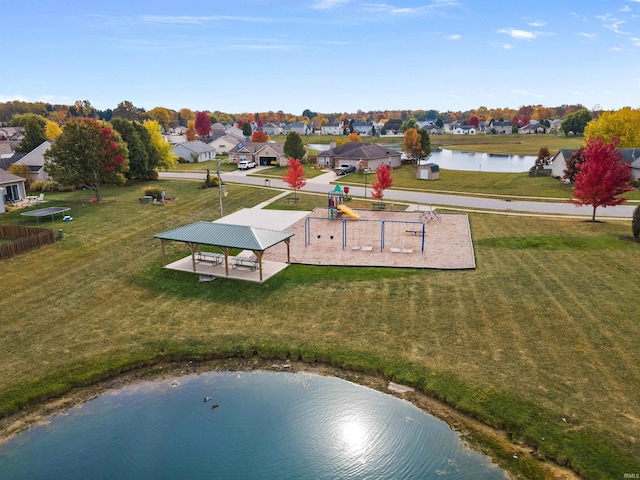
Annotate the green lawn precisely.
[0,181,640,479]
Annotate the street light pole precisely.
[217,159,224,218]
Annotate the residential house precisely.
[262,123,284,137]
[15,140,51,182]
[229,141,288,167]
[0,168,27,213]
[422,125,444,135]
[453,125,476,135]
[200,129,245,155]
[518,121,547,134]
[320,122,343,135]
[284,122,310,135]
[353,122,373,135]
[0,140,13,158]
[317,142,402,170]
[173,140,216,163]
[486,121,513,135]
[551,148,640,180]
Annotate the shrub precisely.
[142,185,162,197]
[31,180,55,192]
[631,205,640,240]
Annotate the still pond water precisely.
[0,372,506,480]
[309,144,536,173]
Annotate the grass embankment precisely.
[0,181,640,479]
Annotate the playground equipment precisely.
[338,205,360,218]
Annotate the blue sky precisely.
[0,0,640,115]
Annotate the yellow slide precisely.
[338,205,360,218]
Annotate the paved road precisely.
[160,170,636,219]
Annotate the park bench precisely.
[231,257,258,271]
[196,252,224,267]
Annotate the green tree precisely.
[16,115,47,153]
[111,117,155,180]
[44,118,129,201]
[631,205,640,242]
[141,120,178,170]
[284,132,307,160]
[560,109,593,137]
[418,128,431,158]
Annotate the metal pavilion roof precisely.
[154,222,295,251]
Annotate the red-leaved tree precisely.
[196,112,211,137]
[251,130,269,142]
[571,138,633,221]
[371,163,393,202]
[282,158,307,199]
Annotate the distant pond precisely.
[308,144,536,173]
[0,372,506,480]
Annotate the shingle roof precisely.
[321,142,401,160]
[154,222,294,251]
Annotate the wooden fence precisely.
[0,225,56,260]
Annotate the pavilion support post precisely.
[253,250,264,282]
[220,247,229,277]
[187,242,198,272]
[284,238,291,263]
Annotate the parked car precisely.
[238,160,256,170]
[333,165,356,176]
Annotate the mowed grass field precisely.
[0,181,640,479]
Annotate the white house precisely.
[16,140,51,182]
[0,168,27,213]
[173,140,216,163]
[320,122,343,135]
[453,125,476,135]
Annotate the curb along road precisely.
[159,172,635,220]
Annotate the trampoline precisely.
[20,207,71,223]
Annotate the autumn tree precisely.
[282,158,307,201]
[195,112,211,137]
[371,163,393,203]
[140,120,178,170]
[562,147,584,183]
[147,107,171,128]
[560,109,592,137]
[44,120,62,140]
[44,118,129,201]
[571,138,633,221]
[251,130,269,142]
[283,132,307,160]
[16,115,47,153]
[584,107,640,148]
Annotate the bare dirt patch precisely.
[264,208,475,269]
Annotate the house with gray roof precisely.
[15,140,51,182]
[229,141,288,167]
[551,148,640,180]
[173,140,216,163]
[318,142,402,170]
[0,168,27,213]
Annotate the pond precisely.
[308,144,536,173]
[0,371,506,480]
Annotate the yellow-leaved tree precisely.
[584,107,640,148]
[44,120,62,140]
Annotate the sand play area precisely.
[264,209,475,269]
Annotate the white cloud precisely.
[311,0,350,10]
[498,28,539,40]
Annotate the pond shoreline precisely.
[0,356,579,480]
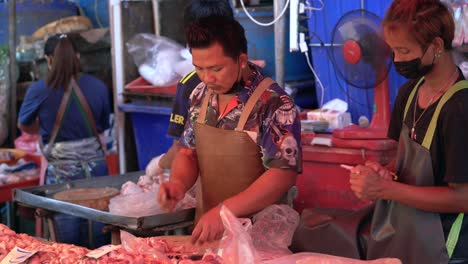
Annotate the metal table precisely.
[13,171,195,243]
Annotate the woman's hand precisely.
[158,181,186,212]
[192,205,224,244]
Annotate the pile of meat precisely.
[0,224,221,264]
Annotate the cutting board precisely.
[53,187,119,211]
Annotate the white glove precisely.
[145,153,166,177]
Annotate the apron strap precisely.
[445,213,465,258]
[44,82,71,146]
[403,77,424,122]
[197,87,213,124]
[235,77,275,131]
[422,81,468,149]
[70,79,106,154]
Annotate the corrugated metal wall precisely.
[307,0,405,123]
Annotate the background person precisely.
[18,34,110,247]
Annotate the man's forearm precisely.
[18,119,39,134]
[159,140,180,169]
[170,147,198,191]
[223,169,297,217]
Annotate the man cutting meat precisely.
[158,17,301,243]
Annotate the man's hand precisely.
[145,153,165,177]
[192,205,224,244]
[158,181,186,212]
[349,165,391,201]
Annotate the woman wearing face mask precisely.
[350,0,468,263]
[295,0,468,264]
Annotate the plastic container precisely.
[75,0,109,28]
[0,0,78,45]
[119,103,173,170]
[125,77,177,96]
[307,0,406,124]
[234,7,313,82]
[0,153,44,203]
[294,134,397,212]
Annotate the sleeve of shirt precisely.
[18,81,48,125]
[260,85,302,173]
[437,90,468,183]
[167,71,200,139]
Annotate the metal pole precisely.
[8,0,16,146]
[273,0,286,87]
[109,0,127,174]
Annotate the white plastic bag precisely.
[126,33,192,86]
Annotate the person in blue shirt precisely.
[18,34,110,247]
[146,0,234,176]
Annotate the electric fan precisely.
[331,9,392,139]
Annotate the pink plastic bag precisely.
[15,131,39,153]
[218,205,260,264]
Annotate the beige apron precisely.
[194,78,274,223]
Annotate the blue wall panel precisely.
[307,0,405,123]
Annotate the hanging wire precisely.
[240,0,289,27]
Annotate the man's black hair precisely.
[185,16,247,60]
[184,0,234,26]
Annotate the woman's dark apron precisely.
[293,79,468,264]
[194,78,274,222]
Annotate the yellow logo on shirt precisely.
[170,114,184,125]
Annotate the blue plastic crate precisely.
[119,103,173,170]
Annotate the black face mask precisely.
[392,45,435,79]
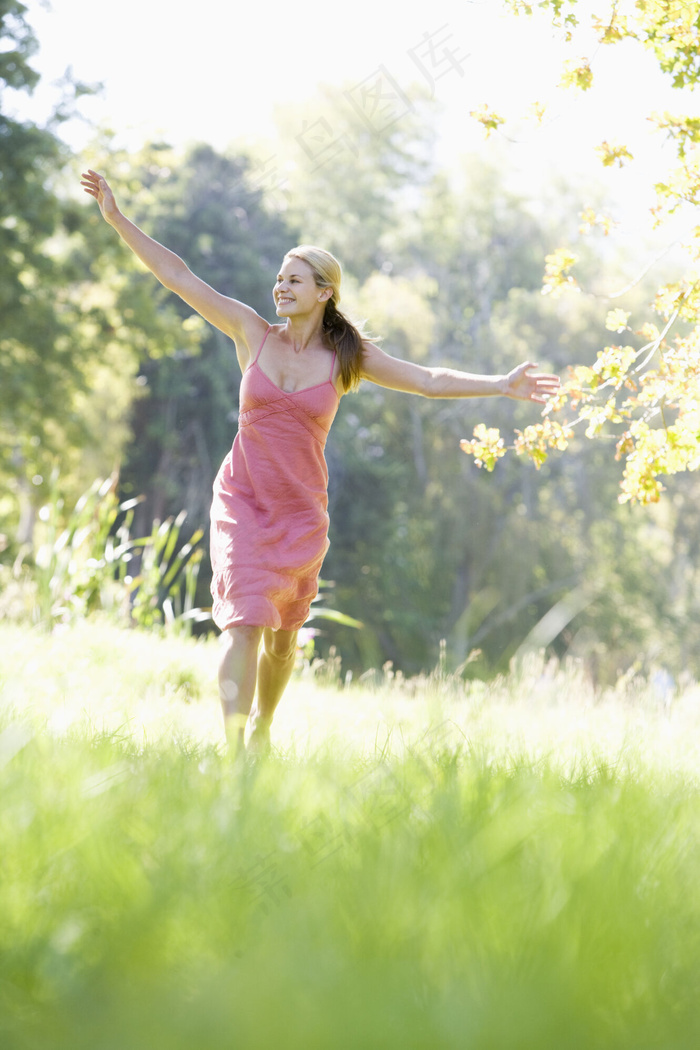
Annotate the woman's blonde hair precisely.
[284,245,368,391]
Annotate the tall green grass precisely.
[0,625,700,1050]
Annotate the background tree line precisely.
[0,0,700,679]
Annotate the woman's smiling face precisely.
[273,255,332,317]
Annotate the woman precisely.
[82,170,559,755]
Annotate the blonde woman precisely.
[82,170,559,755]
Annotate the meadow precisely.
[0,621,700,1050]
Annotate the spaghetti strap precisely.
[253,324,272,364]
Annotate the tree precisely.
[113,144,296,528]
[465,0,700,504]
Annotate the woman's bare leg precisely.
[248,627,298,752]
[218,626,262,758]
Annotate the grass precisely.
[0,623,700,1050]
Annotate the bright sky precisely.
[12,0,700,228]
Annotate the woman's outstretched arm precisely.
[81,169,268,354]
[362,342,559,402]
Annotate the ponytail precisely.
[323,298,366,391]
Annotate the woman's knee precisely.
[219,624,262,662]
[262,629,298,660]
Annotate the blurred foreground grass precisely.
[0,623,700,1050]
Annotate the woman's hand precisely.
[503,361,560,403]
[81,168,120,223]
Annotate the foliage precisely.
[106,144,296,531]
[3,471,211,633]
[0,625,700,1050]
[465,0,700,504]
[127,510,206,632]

##########

* WHAT IS BEING ASKED:
Switch every "Annotate" in the lines above to "Outline" and give all the lines again, with everything else unchanged and the pictures left out.

* SOLUTION FOR THIS TASK:
Outline the green lawn precisely.
[0,181,640,479]
Outline the street light pole precisely.
[217,159,224,218]
Outline the residential house precisely.
[262,123,284,137]
[15,140,51,182]
[229,141,288,167]
[0,168,27,213]
[422,125,444,135]
[453,125,476,135]
[200,129,245,155]
[518,121,547,134]
[320,122,343,135]
[284,122,310,135]
[353,122,373,135]
[0,140,13,158]
[317,142,402,170]
[173,140,216,163]
[486,121,513,135]
[551,148,640,180]
Outline the shrub precisely.
[142,185,162,197]
[31,180,55,192]
[631,205,640,240]
Outline the still pond water precisely.
[0,372,506,480]
[309,144,536,173]
Outline the grass embankment precisely.
[0,181,640,479]
Outline the playground equipment precisely.
[338,205,360,218]
Outline the blue sky precisely.
[0,0,640,115]
Outline the yellow slide precisely.
[338,205,360,218]
Outline the paved road precisely.
[160,170,636,219]
Outline the park bench precisely.
[231,257,258,271]
[196,252,224,267]
Outline the green tree precisely.
[16,115,47,153]
[111,117,155,180]
[44,118,129,201]
[631,205,640,242]
[141,120,178,170]
[284,132,307,160]
[560,109,593,137]
[418,128,431,158]
Outline the metal pavilion roof precisely.
[154,222,295,251]
Outline the red-leaved tree precisely.
[196,112,211,137]
[251,130,269,142]
[571,138,633,221]
[371,163,393,202]
[282,158,307,199]
Outline the distant pond precisely.
[308,144,536,173]
[0,372,506,480]
Outline the shingle roof precisely.
[321,142,401,160]
[154,222,294,251]
Outline the wooden fence precisely.
[0,225,56,260]
Outline the pavilion support post precisely.
[253,250,264,282]
[220,247,229,277]
[187,242,198,272]
[284,238,291,263]
Outline the parked car precisely.
[238,160,256,170]
[333,165,356,176]
Outline the mowed grass field precisely.
[0,181,640,479]
Outline the white house precisely.
[16,140,51,182]
[0,168,27,213]
[173,140,216,163]
[320,122,343,135]
[453,125,476,135]
Outline the curb along road precisely.
[159,172,635,220]
Outline the trampoline precisely.
[20,207,71,223]
Outline the autumn tree precisely.
[282,158,307,201]
[195,112,211,137]
[371,163,393,203]
[140,120,178,170]
[562,147,584,183]
[147,107,171,128]
[560,109,592,137]
[44,120,62,140]
[44,118,129,201]
[571,138,633,221]
[251,130,269,142]
[283,132,307,160]
[16,115,47,153]
[584,107,640,148]
Outline the bare dirt patch precisely.
[264,208,475,269]
Outline the house with gray roof precisely.
[15,140,51,182]
[229,141,288,167]
[551,148,640,180]
[173,140,216,163]
[318,142,402,170]
[0,168,27,213]
Outline the pond precisely.
[308,144,536,173]
[0,371,506,480]
Outline the yellow-leaved tree precisely.
[584,107,640,148]
[44,120,62,140]
Outline the sand play area precisely.
[264,209,475,269]
Outline the white cloud precisely.
[311,0,350,10]
[498,28,539,40]
Outline the pond shoreline precisely.
[0,356,579,480]
Outline the metal table precisely.
[13,171,195,243]
Outline the woman's hand precisely.
[158,181,186,212]
[192,205,224,244]
Outline the pile of meat precisely.
[0,224,221,264]
Outline the cutting board precisely.
[53,187,119,211]
Outline the white glove precisely.
[145,153,166,177]
Outline the apron strap precisely.
[445,213,465,258]
[44,82,71,146]
[403,77,424,122]
[197,87,213,124]
[235,77,275,131]
[422,81,468,149]
[70,79,106,154]
Outline the corrugated metal wall precisely.
[307,0,405,123]
Outline the background person precisely.
[18,34,110,247]
Outline the man's forearm precisely.
[18,119,39,134]
[159,140,180,169]
[170,147,198,191]
[223,169,297,217]
Outline the man cutting meat precisely.
[158,17,301,243]
Outline the man's hand precisely.
[145,153,165,177]
[192,205,224,244]
[158,181,186,212]
[349,165,391,201]
Outline the woman wearing face mask precisely.
[350,0,468,263]
[295,0,468,264]
Outline the plastic container precisely.
[75,0,109,28]
[0,0,78,45]
[119,103,173,170]
[125,77,177,96]
[307,0,406,124]
[234,7,313,82]
[0,153,44,203]
[294,134,397,212]
Outline the sleeve of shirt precisely.
[18,81,48,125]
[260,85,302,173]
[437,90,468,183]
[167,71,200,139]
Outline the metal pole precisely.
[8,0,16,146]
[273,0,286,87]
[109,0,127,174]
Outline the white plastic bag precisely.
[126,33,192,86]
Outline the person in blue shirt precisely.
[18,34,110,247]
[146,0,234,176]
Outline the electric fan precisely.
[331,9,392,139]
Outline the pink plastic bag precisely.
[15,131,39,153]
[218,205,260,264]
Outline the beige apron precisely.
[194,78,274,223]
Outline the blue wall panel precisely.
[307,0,405,123]
Outline the hanging wire precisely.
[240,0,289,27]
Outline the man's black hair precisely.
[185,16,247,60]
[184,0,234,26]
Outline the woman's dark apron precisely.
[293,79,468,264]
[194,78,274,222]
Outline the yellow logo on shirt precisely.
[170,114,184,125]
Outline the blue plastic crate precisely.
[119,103,173,170]
Outline the black face mask precisely.
[392,45,435,79]
Outline the woman's blonde hair precisely.
[284,245,368,391]
Outline the tall green grass precisely.
[0,625,700,1050]
Outline the background tree line precisely.
[0,0,700,679]
Outline the woman's smiling face precisely.
[273,255,332,317]
Outline the woman precisely.
[82,170,559,755]
Outline the blonde woman precisely.
[82,170,559,755]
Outline the meadow precisely.
[0,621,700,1050]
Outline the spaghetti strap precisely.
[253,324,272,364]
Outline the tree precisely.
[113,144,296,528]
[465,0,700,504]
Outline the woman's bare leg precisely.
[248,627,298,752]
[218,626,262,758]
Outline the grass precisely.
[0,623,700,1050]
Outline the bright sky precisely.
[12,0,700,228]
Outline the woman's outstretched arm precisely.
[81,169,268,354]
[362,342,559,402]
Outline the ponytail precisely.
[323,298,366,391]
Outline the woman's knee precisely.
[219,624,262,662]
[262,629,298,660]
Outline the blurred foreground grass precisely.
[0,623,700,1050]
Outline the woman's hand precisely.
[503,361,560,403]
[81,168,120,223]
Outline the foliage precisely.
[106,144,296,531]
[3,471,211,633]
[0,625,700,1050]
[465,0,700,504]
[127,510,206,632]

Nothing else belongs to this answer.